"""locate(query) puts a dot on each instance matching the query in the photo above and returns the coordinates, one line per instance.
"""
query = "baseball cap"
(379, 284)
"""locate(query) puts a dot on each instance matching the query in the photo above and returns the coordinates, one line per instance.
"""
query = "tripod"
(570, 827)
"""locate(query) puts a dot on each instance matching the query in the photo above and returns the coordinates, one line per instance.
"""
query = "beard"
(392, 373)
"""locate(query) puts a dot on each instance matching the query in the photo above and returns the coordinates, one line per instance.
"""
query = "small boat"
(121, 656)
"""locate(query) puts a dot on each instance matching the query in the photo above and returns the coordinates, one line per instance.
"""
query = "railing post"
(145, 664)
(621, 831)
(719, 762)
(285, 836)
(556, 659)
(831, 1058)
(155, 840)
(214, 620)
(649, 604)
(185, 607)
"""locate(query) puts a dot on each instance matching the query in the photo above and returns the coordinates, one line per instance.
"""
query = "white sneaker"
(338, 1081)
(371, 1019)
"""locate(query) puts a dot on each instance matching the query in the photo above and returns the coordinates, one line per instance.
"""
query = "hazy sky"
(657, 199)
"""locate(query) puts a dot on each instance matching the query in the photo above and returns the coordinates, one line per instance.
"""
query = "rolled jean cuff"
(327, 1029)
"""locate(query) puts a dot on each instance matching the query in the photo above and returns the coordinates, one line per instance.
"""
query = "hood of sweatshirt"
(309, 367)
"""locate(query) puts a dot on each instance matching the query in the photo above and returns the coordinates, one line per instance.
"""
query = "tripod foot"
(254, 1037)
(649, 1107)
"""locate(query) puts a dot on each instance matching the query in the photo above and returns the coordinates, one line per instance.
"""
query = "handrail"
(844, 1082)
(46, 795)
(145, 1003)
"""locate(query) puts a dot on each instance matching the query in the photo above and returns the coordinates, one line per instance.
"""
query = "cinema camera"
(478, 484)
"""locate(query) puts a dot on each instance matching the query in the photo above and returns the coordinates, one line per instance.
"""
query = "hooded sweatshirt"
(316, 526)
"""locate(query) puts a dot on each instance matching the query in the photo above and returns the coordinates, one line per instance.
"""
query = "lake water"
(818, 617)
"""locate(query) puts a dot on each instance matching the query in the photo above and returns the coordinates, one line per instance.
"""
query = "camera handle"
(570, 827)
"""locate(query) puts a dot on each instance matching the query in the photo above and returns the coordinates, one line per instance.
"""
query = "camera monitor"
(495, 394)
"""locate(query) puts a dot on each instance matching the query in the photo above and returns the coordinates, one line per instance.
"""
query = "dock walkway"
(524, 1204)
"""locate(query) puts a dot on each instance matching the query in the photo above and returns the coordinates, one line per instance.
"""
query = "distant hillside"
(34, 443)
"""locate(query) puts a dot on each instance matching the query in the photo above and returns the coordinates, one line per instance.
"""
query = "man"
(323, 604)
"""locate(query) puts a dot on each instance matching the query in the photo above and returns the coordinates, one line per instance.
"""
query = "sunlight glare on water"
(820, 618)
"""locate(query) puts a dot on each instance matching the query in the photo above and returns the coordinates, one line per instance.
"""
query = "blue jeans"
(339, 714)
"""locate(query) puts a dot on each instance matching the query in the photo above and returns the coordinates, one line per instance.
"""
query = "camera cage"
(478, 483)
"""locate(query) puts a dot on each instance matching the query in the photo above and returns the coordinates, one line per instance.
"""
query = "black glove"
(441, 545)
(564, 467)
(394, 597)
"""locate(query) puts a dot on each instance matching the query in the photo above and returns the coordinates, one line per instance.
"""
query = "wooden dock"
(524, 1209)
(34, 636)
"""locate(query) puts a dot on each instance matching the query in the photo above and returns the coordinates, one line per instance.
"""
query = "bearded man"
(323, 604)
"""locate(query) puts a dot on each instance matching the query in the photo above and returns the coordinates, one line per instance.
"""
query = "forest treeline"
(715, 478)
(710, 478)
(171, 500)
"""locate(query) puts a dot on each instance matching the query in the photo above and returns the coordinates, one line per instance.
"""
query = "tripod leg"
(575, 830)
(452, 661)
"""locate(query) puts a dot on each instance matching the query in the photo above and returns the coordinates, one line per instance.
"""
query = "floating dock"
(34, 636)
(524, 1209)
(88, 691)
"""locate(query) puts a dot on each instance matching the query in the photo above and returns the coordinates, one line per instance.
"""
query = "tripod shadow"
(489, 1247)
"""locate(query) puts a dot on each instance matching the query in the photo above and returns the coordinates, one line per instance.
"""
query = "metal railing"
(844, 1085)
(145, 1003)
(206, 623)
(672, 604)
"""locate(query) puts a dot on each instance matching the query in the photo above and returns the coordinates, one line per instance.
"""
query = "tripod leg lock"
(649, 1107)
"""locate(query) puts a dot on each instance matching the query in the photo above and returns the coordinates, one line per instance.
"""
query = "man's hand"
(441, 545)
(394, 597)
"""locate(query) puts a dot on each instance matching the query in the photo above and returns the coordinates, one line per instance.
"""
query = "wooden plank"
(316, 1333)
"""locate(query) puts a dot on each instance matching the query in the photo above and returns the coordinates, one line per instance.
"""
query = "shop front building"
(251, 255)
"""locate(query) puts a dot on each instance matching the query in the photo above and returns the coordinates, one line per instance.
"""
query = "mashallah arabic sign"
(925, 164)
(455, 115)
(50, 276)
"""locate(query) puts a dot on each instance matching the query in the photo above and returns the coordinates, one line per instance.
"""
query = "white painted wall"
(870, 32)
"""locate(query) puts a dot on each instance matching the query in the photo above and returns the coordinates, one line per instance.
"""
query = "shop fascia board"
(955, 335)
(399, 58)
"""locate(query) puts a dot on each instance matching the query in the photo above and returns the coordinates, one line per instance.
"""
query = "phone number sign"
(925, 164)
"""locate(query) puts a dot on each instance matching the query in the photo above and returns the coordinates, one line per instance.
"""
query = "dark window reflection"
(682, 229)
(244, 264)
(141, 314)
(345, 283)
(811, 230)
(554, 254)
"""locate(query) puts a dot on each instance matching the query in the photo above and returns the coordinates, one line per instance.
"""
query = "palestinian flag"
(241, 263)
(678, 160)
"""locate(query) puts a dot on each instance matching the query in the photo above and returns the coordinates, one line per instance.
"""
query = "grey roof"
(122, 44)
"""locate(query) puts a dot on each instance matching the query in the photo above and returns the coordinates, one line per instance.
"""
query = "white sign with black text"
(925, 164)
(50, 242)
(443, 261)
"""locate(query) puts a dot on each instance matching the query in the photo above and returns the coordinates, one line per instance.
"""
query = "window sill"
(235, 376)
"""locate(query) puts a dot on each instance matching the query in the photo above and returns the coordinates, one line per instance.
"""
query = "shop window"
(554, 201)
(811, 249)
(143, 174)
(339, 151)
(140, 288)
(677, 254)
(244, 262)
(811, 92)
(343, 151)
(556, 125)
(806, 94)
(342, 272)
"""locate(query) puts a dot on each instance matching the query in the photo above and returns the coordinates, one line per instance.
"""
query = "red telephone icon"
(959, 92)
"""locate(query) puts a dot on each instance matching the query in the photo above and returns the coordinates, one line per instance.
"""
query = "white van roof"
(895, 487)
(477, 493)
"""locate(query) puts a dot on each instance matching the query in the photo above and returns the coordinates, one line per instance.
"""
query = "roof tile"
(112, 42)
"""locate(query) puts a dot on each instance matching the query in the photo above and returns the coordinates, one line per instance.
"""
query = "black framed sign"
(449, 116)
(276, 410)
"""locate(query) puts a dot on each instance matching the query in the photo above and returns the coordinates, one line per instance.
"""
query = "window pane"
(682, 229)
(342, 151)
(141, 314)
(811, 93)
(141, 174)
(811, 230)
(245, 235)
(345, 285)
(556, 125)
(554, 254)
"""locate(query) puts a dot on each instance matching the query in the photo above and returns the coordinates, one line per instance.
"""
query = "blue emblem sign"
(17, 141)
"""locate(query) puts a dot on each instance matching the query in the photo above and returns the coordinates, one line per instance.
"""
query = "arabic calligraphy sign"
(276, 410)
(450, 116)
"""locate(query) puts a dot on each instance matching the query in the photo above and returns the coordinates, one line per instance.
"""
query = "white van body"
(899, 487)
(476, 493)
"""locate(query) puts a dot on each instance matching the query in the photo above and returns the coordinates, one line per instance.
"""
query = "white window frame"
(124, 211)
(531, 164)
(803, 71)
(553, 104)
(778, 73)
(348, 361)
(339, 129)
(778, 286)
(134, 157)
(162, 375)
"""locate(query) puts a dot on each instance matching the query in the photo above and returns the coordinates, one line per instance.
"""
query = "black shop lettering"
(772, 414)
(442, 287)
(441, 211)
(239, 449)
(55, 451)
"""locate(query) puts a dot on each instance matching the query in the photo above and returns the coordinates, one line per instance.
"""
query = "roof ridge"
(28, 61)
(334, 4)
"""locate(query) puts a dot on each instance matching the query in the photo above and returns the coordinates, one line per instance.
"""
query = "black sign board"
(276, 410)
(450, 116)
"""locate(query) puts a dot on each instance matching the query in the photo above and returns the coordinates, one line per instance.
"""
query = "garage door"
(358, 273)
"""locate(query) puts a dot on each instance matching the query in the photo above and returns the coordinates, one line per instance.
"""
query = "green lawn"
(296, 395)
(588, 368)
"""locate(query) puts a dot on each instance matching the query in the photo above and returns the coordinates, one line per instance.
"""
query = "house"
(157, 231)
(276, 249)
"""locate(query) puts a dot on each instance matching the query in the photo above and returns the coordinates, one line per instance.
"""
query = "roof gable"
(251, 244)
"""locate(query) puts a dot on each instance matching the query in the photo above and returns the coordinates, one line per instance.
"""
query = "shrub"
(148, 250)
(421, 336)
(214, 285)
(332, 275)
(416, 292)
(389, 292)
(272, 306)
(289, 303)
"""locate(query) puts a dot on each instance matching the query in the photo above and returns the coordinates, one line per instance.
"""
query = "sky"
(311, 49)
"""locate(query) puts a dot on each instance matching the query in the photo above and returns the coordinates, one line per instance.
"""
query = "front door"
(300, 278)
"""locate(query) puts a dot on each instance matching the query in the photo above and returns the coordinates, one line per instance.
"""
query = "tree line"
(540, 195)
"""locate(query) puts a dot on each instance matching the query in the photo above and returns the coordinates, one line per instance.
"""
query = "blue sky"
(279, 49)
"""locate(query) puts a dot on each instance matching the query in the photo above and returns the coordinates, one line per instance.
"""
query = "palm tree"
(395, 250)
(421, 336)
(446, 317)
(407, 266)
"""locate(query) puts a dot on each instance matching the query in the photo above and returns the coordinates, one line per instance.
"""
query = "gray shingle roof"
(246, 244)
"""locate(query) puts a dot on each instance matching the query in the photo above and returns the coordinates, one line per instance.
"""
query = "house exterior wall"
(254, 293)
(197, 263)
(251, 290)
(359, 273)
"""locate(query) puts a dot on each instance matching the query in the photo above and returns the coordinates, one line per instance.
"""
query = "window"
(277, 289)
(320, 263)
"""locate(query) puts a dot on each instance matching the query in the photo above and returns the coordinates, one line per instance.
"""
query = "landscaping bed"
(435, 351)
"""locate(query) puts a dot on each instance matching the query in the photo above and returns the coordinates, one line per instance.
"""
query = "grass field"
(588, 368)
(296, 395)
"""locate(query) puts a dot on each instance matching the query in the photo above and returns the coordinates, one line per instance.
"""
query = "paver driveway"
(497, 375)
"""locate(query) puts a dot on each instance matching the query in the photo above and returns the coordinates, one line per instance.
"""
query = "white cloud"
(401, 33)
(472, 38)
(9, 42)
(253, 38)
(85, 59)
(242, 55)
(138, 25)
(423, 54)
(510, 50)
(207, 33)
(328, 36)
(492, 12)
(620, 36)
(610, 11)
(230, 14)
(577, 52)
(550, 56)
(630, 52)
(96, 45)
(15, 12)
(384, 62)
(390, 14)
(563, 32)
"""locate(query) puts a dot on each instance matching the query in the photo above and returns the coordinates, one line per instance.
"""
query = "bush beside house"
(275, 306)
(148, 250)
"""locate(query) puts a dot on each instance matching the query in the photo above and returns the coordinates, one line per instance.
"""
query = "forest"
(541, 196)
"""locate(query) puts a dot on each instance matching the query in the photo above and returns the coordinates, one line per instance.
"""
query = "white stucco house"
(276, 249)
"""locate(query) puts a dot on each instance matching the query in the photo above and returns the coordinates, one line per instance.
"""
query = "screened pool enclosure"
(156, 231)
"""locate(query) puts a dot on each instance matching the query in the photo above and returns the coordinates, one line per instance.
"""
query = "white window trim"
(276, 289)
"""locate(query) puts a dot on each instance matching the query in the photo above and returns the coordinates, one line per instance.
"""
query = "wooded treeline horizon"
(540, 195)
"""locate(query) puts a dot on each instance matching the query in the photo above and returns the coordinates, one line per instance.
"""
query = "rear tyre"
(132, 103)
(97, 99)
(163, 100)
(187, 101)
________________________
[Exercise task]:
Pull out each line of the records above that contains the word "front" and list those lines.

[Correct output]:
query = "shop front building"
query = "front door"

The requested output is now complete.